>>>
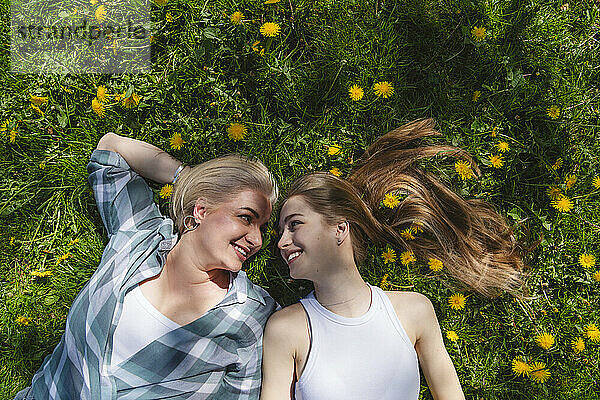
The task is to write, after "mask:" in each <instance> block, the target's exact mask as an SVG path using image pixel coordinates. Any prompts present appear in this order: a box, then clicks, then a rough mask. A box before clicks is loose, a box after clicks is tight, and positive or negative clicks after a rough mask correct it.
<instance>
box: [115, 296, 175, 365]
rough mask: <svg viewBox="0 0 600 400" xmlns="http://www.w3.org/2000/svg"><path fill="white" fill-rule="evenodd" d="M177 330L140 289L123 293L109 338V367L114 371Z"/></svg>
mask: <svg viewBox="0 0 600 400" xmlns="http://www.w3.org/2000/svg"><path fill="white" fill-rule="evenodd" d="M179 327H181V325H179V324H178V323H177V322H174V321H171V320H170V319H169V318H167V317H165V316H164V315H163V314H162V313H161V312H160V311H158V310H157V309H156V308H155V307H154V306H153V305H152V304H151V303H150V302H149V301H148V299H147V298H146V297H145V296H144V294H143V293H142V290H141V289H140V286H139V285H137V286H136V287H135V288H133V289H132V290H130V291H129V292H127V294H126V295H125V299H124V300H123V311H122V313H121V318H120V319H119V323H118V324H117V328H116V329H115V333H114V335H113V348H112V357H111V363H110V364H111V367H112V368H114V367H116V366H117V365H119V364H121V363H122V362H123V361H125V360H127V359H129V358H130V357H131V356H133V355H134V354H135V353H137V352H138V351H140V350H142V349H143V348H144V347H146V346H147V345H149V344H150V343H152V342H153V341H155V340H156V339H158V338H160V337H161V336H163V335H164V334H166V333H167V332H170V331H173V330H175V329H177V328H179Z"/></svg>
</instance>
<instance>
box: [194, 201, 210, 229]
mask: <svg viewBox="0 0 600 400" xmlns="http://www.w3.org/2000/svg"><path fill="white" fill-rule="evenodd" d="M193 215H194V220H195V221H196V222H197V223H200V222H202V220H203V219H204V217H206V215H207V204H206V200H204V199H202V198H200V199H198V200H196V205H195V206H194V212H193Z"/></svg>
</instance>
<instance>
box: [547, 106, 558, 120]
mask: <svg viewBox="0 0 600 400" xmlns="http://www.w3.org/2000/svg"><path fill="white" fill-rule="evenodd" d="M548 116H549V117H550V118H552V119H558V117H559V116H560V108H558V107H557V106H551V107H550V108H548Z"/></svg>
<<<
>>>
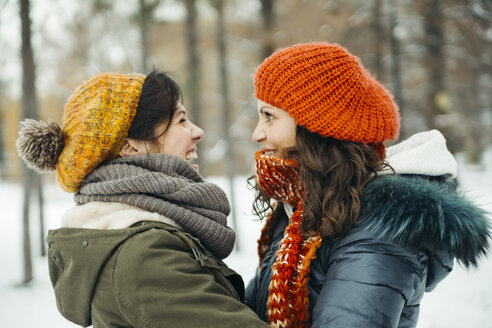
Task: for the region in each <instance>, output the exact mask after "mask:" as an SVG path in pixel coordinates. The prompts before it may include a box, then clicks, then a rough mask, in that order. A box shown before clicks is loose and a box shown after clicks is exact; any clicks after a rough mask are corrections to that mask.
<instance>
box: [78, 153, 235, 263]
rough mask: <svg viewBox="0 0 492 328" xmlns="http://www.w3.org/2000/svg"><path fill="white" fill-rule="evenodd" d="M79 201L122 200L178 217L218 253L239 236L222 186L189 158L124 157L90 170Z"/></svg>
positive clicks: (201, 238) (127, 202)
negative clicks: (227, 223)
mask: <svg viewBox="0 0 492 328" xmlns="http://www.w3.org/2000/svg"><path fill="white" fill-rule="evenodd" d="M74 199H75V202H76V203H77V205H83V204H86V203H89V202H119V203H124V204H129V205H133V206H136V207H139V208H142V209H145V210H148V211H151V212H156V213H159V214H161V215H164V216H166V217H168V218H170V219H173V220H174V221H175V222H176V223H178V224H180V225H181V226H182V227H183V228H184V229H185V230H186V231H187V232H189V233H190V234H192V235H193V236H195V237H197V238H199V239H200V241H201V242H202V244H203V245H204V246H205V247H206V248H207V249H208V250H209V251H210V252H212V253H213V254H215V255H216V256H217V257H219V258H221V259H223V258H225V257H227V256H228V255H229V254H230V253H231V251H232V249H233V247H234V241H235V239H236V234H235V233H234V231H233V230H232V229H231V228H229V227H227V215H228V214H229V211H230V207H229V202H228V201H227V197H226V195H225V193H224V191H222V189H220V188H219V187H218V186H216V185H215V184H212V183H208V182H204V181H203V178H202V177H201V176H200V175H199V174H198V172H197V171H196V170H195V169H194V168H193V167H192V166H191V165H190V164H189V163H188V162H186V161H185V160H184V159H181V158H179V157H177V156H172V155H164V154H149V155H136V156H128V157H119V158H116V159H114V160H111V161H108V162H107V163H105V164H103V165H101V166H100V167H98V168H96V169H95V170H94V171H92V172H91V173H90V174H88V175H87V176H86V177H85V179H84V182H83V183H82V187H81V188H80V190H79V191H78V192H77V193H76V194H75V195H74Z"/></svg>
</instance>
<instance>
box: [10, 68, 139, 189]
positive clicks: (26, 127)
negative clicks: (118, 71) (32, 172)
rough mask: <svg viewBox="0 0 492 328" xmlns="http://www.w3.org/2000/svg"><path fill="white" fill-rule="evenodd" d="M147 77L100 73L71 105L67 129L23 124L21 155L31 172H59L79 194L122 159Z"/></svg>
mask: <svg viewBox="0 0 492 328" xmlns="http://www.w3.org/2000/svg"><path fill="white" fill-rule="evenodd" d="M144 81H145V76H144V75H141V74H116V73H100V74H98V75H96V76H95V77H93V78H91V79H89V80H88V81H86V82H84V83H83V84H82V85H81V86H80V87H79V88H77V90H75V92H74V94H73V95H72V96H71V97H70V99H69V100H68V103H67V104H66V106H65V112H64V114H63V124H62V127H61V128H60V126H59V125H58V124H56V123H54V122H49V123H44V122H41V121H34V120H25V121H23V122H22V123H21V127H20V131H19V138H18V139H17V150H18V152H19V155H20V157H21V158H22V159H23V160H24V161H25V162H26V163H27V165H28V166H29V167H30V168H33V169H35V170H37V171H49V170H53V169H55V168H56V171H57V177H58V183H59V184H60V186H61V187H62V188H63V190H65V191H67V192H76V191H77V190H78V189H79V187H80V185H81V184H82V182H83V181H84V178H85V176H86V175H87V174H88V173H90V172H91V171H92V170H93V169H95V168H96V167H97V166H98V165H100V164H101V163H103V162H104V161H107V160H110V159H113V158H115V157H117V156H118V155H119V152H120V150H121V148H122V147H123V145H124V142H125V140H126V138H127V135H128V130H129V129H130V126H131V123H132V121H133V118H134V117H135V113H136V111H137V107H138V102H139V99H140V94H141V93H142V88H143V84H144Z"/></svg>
<<<
>>>
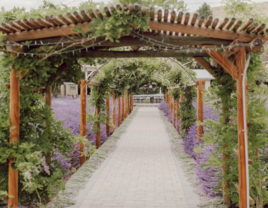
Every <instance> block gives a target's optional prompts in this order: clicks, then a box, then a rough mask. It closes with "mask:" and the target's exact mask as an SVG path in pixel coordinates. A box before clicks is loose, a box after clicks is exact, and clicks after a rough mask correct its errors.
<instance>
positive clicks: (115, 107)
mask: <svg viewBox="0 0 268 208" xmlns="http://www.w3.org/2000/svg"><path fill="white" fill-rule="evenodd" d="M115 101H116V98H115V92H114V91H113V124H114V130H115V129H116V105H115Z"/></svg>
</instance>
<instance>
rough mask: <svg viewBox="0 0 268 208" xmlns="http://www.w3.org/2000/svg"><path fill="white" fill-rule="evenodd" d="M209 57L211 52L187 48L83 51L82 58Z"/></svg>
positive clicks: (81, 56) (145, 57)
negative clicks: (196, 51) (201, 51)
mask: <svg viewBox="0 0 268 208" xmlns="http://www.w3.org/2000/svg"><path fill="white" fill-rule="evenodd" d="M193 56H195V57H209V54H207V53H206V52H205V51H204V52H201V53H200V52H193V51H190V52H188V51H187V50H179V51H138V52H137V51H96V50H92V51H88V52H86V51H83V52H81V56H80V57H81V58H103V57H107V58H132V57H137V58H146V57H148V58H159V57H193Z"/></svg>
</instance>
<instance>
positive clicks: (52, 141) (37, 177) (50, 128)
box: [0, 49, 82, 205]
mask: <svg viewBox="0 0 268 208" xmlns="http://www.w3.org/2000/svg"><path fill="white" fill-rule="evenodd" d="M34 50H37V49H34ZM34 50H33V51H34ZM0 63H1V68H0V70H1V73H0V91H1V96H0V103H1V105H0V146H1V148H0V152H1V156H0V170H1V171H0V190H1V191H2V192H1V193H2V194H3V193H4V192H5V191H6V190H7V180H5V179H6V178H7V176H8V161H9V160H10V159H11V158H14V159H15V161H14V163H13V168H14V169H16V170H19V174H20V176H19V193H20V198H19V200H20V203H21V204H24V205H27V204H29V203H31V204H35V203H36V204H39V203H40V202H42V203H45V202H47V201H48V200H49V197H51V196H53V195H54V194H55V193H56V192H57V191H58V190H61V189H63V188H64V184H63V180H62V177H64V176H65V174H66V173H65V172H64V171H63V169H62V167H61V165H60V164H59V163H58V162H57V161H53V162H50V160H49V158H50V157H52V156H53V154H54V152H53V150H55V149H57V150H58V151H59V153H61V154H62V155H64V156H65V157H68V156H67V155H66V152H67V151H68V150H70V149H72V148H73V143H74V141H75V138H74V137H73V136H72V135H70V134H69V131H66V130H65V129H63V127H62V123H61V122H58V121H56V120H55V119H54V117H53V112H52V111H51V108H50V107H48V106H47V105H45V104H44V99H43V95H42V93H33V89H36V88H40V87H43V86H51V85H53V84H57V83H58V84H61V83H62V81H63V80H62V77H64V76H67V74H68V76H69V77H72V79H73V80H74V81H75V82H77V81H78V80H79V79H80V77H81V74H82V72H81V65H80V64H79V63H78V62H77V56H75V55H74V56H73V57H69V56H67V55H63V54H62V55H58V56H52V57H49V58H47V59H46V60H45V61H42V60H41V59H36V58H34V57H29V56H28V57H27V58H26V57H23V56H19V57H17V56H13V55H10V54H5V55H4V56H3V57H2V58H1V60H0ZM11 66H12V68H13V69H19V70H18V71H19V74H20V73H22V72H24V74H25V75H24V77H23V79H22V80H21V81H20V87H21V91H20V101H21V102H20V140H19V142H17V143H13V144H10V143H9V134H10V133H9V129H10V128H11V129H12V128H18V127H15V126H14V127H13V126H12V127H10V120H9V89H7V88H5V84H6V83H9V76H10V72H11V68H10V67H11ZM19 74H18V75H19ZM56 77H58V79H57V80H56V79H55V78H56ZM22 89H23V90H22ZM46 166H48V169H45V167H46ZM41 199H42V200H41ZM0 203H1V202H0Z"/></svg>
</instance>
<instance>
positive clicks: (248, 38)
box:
<<<
■ **Try it**: Take every line above that includes the string "target" and return it.

■ **Output below**:
The task is to write, after "mask:" in each <instance> block, the target's exact mask as an SVG path using image pixel coordinates. Any prompts present appear in this order: a box, then clicks, then a rough mask. A box before clicks is loose, a box after clicks is tight, and positive or negative clicks after a rough mask correct it.
Every <instance> block gives a target's optional prompts in this order: clicks, then a box, then a rough mask. It closes with "mask:" and the target's exact mask as an SVG path in pixel coordinates. A box before clicks is loose, a box after clicks is exact, and clicks after a rough mask correct its errors.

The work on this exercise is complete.